#### AVAILABLE DATA

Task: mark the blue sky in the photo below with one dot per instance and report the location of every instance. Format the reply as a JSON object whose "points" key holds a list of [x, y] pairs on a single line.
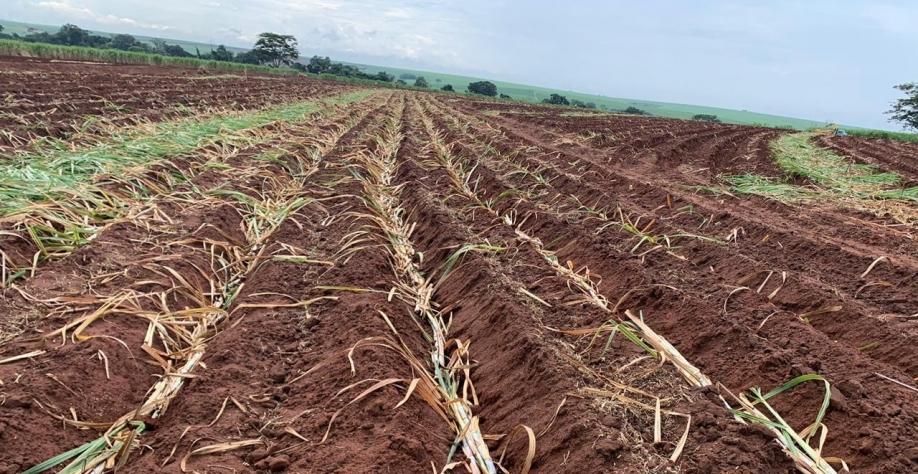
{"points": [[817, 59]]}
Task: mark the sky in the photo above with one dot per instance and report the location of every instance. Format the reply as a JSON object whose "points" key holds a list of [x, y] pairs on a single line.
{"points": [[818, 59]]}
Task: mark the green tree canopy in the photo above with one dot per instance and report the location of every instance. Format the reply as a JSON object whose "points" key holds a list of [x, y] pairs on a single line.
{"points": [[905, 110], [276, 50], [123, 42], [221, 54]]}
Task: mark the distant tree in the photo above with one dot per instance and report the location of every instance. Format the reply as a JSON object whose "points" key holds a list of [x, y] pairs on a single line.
{"points": [[161, 47], [221, 54], [318, 64], [483, 88], [706, 118], [384, 76], [276, 50], [556, 99], [905, 110]]}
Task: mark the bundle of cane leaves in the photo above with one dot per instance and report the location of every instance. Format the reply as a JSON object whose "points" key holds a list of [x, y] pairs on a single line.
{"points": [[807, 458]]}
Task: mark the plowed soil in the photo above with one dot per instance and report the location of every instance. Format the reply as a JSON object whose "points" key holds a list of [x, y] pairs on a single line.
{"points": [[752, 292], [42, 98]]}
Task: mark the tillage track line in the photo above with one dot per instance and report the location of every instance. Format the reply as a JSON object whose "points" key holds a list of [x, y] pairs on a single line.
{"points": [[55, 227], [177, 338], [806, 459]]}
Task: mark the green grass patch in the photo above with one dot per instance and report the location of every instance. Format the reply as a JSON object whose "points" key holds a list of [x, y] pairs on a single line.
{"points": [[55, 170]]}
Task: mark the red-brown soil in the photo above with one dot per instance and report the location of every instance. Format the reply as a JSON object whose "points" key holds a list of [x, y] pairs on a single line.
{"points": [[540, 182], [42, 98]]}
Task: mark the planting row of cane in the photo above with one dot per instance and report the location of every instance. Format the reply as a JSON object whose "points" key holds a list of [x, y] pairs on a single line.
{"points": [[579, 278], [61, 104], [57, 200]]}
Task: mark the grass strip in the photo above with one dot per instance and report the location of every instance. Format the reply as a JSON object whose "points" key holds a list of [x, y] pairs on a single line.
{"points": [[79, 53], [46, 174]]}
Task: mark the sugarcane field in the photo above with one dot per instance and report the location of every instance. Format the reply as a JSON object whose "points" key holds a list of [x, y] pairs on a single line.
{"points": [[235, 270]]}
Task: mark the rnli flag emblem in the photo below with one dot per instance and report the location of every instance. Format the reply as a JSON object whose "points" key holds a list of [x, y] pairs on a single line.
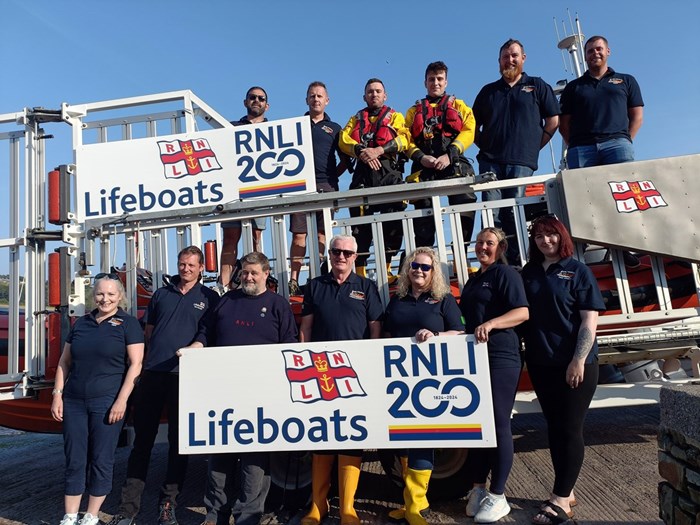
{"points": [[631, 196], [182, 158], [320, 376]]}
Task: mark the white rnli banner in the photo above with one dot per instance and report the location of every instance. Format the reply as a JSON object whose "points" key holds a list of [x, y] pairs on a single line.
{"points": [[176, 172], [381, 393]]}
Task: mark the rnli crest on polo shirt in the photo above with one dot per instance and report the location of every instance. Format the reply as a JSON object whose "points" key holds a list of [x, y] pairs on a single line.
{"points": [[320, 376], [631, 196], [182, 158]]}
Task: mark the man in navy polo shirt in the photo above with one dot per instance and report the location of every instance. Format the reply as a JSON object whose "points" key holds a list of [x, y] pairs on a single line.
{"points": [[324, 136], [256, 104], [172, 321], [338, 306], [601, 112], [516, 117], [249, 315]]}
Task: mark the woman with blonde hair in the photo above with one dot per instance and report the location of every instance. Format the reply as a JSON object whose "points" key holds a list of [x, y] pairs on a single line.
{"points": [[493, 303], [422, 307]]}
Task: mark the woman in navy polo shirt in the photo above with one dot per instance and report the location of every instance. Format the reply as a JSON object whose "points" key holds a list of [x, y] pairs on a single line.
{"points": [[561, 353], [422, 307], [96, 373], [493, 303]]}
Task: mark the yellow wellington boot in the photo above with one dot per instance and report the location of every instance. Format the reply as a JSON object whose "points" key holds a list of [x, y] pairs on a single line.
{"points": [[348, 478], [321, 467], [415, 495], [398, 514]]}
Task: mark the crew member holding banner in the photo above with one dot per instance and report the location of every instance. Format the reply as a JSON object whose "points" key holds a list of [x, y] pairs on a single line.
{"points": [[422, 299], [256, 104], [339, 306], [493, 303], [247, 316]]}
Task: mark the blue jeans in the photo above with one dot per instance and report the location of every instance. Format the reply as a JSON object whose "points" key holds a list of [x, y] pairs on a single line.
{"points": [[505, 218], [613, 151], [89, 442]]}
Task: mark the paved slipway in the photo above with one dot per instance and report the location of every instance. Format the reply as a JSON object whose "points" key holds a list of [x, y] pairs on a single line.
{"points": [[618, 483]]}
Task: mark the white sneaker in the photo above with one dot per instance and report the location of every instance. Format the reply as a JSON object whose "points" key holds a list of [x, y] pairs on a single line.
{"points": [[474, 502], [89, 519], [69, 519], [493, 508]]}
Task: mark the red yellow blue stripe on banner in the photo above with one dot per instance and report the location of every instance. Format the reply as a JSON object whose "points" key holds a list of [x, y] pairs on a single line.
{"points": [[434, 432], [272, 189]]}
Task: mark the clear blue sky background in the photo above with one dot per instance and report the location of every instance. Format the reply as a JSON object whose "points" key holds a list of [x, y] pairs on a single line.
{"points": [[56, 51]]}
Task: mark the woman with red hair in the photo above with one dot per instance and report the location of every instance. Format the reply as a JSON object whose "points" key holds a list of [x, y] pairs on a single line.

########

Repeat the data above exactly, but not the pictures.

### EXPECTED ANSWER:
Task: mark the blue sky in the photo below with one dot per instance and report the location of every instance. Format the reply as a JSON object whose "points" key holds a list of [x, y] pairs on a single line.
{"points": [[817, 59]]}
Task: mark the sky in the photo above with one dot per instance and report the location of every instance. Format the reply as a JSON object whose "points" key holds a list of [x, y] pairs on a single line.
{"points": [[818, 59]]}
Task: mark the green tree canopy in the photo above with one dot per instance and report the location of every instance. Format the reply as a JSON object whose "points" key holds a list of [x, y] pairs on a single line.
{"points": [[905, 110], [276, 50], [123, 42], [221, 54]]}
Task: mark the distant tree in the photo above with one dot per instance and report the location of every instance. Format the reply as a JSON object whose "points" key holds a list of [x, y] pairs on a single line.
{"points": [[161, 47], [221, 54], [318, 64], [483, 88], [706, 118], [384, 76], [276, 50], [556, 99], [905, 110]]}
Task: mark the bundle of cane leaves in the photo above with one dot per instance and report the location of every instance. Format the reply as a JSON object whose "points" key holds a list of [x, y] pairs on a single line.
{"points": [[807, 458]]}
Task: mark the plowed soil in the photo above with one dot per instance and report the location of every instance. Format the reply as a JSON object whose "points" key holds a list of [x, y] pairs on a single line.
{"points": [[752, 292], [42, 98]]}
Task: mark the tillage track line in the photo above with one dot per instance and report the location of every instance. Format the reply as a JSON object whose "points" key holds a list of [x, y] pairs on a single line.
{"points": [[55, 227], [177, 338], [806, 459]]}
Task: mark the green grass patch in the photo above with one dot per instance and report the location of every instance. Format the reply as a JSON object whose "points" key holds a list of [x, y] pairs on a single line.
{"points": [[55, 170]]}
Task: mark the red-brown soil in the photo above with one dot per instance and report the location of every instance. Format the reply as a JSON object whose "points" key holds a list of [x, y] pairs on a single line.
{"points": [[540, 182], [42, 98]]}
Task: mark the planting row of cane in the photo above with one dot per instance and report the location of every instance. Format the reply as a JSON object whose "points" key holds a list of [x, y] pairs on a single line.
{"points": [[579, 278], [61, 104], [57, 200]]}
Task: mark the grass strip in the photo above with one dot per instance and report the location of every instance. Format the reply as a JSON object whose "points" key holds a list of [x, y] pairs on a single line.
{"points": [[79, 53], [46, 174]]}
Task: mark the sugarcane field in the photo above with one dot per instance and report the location of every instance. Format the reply as a JSON object whose "points" key holds a list of [x, y] pairs on a single line.
{"points": [[235, 270]]}
Task: mark the rnli flag emblem in the photo below with one dot per instance and report the location of every instance. Format the reply as a JSON object whose "points" key holds a list of [x, y] pairs on a single line.
{"points": [[631, 196], [182, 158], [320, 376]]}
Task: mark the white rnli banner in the photo above with one dot per instance and report the location of every instance. Format the reply as a JSON object whose "points" key holds a list of [x, y] pairs on a single line.
{"points": [[176, 172], [381, 393]]}
Task: mark the rnli crest on polo shirt in the photo above with one dot per instance and report the location of every instance. Format the reply as a JSON object whose "points" key holds a list of [x, y] pairs on a single line.
{"points": [[320, 376], [631, 196], [182, 158]]}
Task: mark the man in navy polo shirt in the photo above with one dot per instance and report the location of every instance. Format the reply as a JSON object whose "points" key holds a list of [x, y] pairs on a single line.
{"points": [[324, 136], [256, 104], [172, 321], [338, 306], [601, 112], [516, 117], [249, 315]]}
Task: mark the woman with blonde hair in the photo above with one dot per instance and report the location of every instance. Format the reply as a JSON object whose "points" key holds a list of [x, y] pairs on a single line.
{"points": [[493, 303], [422, 307]]}
Task: mark the woman in navy polo shirt in the photo above with one dot per instance and report the location of every instance. Format the reply as a JSON object whose "points" key holds a list of [x, y] pairs on a single line.
{"points": [[561, 353], [422, 307], [96, 373], [493, 303]]}
Task: mark the yellow wellington boot in the photo above with one dot per instance and report the location of every instance. Format the reply as a JSON object whose "points" key holds a list of [x, y] pairs on a single line.
{"points": [[348, 478], [321, 467], [415, 495], [398, 514]]}
Task: mark the crew member holding banner in the photo above with one dot per instance and report the location of every instance. Format the reply as a JSON object whose "points" key holds a list of [x, y] pairs on a single line.
{"points": [[422, 299], [256, 104], [339, 306], [493, 303], [247, 316]]}
Task: mark the blue jeans in the photo above with one dot per instance and report the location of every instance. Format the reply as a JSON object whose "points" key holds a list of [x, y] pairs on a single line.
{"points": [[505, 218], [613, 151], [89, 442]]}
Task: mark the paved slipway in the photo above with one dot per instance and report the location of every instance. Format the reply as a JSON object whose "points" key holds a list of [x, y] pairs on a single line.
{"points": [[618, 483]]}
Task: mark the white sneaker in the photo above with one dot per instance and report the location of every instance. Format the reply as a JSON object whose "points" key holds a list of [x, y] pairs on a single line.
{"points": [[474, 502], [89, 519], [69, 519], [493, 508]]}
Task: mark the red yellow blue stripe on banner in the photo above with one dot per instance and report the location of every instance. Format the reply as a JSON object whose "points" key holds a list of [x, y] pairs on a single line.
{"points": [[434, 432], [272, 189]]}
Task: mark the clear blue sky background in the photo above with one dot per instance and report the location of every instance. Format the reply as a JSON object whose "points" key holds a list of [x, y] pairs on a single line.
{"points": [[56, 51]]}
Task: mark the woman with red hair in the photo above with one dot per instance and report the location of every instance. Format the reply as a JSON object whose "points" key holds a list of [x, y] pairs on a single line.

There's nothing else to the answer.